** Input material **
· · · · · · ·

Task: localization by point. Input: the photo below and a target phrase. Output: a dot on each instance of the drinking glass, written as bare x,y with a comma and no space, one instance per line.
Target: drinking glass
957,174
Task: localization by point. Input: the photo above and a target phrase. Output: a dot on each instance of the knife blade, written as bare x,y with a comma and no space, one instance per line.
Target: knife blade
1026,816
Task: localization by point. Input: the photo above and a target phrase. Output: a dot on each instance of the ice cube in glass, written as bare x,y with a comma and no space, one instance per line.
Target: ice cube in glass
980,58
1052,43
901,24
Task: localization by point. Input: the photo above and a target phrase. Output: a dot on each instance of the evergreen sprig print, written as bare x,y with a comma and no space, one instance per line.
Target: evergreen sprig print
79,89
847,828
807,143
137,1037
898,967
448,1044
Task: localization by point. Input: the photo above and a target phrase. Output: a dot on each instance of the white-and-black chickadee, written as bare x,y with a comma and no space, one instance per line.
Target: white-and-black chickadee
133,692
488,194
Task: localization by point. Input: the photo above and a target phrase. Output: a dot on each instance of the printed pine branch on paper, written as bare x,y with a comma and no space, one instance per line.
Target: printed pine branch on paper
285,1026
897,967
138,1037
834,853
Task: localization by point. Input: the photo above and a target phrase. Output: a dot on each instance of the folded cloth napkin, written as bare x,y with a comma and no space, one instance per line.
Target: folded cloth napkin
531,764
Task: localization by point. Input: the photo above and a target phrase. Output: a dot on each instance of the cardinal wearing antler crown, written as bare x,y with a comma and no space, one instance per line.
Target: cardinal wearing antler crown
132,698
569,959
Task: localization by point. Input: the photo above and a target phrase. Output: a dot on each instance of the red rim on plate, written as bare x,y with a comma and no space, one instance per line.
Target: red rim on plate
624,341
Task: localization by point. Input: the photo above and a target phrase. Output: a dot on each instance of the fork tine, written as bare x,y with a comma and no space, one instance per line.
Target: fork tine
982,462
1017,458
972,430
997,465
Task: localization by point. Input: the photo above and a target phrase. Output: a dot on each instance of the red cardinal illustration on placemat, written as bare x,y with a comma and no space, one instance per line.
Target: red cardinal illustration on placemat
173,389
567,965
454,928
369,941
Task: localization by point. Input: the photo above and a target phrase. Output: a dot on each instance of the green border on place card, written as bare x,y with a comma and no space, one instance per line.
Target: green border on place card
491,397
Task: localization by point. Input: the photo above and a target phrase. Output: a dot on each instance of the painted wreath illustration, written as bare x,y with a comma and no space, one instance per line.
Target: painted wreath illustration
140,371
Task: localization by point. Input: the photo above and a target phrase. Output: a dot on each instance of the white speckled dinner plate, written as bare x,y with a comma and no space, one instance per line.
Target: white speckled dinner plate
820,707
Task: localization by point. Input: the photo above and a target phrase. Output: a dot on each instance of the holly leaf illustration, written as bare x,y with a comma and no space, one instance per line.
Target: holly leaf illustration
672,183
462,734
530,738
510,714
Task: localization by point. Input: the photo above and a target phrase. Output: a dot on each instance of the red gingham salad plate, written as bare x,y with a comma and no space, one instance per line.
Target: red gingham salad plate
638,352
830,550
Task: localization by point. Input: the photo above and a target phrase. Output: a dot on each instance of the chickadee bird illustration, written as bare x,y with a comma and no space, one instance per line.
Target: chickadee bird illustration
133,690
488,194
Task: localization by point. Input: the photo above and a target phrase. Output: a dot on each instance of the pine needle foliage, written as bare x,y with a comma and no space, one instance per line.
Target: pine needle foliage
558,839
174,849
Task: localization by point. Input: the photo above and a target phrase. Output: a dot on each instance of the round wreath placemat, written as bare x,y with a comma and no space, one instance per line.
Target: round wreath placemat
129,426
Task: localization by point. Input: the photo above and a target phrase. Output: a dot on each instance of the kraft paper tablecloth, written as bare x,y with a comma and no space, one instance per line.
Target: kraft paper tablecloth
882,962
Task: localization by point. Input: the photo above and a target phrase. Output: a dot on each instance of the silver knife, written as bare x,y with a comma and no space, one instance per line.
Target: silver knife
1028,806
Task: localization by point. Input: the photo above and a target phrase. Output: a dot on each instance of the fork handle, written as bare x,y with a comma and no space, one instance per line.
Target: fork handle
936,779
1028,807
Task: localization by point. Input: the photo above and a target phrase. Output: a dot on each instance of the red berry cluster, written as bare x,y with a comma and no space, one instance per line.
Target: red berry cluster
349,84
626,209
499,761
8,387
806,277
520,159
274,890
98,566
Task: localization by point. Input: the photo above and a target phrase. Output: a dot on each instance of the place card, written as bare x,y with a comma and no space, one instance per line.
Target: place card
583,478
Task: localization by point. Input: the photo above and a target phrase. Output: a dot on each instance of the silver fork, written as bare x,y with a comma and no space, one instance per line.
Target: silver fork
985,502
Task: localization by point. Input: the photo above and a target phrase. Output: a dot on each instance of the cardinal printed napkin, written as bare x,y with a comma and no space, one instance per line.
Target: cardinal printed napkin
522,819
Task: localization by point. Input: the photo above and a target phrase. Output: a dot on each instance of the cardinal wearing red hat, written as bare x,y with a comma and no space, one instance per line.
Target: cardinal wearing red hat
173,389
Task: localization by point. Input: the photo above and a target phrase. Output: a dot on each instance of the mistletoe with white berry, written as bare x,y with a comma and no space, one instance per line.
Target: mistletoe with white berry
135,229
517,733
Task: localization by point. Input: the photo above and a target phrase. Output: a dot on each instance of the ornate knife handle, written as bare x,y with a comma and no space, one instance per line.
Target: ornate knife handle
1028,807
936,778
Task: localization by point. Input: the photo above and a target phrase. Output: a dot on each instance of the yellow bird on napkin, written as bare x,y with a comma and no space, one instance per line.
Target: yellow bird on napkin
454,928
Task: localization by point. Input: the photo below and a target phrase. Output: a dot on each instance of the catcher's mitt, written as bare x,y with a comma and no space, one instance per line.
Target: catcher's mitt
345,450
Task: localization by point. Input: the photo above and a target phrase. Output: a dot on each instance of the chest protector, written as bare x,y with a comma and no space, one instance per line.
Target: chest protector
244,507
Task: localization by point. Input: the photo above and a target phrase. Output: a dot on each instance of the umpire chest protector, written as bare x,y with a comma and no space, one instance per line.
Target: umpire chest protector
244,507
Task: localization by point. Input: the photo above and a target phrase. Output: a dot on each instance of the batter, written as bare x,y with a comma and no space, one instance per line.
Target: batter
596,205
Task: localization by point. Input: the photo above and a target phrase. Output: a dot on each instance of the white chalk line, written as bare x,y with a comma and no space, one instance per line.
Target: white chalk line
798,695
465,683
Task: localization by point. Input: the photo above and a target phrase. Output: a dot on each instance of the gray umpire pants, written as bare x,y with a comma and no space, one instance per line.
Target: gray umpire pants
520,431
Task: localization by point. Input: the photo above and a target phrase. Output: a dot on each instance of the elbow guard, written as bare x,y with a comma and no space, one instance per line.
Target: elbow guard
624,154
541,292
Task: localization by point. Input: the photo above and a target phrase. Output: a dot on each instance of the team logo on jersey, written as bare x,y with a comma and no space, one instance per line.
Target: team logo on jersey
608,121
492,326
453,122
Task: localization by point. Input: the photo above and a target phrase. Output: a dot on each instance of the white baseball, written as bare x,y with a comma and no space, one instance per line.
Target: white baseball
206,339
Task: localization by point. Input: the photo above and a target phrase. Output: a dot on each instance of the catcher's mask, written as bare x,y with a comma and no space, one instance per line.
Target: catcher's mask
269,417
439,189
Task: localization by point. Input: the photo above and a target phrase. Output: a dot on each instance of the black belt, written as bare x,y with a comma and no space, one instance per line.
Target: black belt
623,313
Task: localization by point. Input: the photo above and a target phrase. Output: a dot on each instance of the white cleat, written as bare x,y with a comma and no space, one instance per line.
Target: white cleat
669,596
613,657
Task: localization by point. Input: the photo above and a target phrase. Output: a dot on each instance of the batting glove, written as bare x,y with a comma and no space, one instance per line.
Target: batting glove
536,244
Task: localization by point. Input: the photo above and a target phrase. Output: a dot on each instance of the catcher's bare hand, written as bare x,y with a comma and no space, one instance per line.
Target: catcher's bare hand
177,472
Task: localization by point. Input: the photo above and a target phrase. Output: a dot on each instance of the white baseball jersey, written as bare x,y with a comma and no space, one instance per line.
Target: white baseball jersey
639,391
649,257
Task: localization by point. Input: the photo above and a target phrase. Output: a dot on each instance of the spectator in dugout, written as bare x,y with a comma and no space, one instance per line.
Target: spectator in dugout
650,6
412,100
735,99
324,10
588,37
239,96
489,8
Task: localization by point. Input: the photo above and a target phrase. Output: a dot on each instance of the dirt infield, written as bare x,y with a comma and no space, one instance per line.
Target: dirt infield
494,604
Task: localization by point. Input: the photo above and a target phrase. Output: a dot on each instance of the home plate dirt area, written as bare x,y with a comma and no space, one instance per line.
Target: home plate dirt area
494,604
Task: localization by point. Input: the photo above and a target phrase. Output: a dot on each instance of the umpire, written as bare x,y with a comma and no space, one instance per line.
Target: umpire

· · · · · · ·

** The request **
Give the lines from the one containing "of the home" up to and including the final line above as a numbered list, leaving out any blank lines.

** Answer to this problem **
1. Task: localization by point. Input: the photo above and a target phrase. Output: a dot on each instance of the home plate dirt area, written as bare x,y with a comma and no space, one instance per line.
2. Target: home plate dirt area
3. 494,604
4. Task: localization by point. Input: the photo above and a target phrase. Output: a dot on each instance of the umpire, written as bare x,y with a comma and no space, one instance per line.
5. Target: umpire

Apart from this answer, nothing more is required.